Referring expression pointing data
----------
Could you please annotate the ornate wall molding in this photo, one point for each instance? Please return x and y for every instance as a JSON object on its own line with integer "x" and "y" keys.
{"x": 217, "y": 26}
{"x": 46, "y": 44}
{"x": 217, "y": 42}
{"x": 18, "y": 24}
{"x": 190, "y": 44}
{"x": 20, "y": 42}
----------
**What to do:** The answer should be an exact copy of the data.

**Answer space:**
Could you please annotate the ornate wall molding in this photo, one point for each instance? Please return x and y for every instance as a JSON object on its own line with integer "x" and "y" keys.
{"x": 217, "y": 26}
{"x": 46, "y": 44}
{"x": 217, "y": 42}
{"x": 18, "y": 24}
{"x": 190, "y": 44}
{"x": 20, "y": 42}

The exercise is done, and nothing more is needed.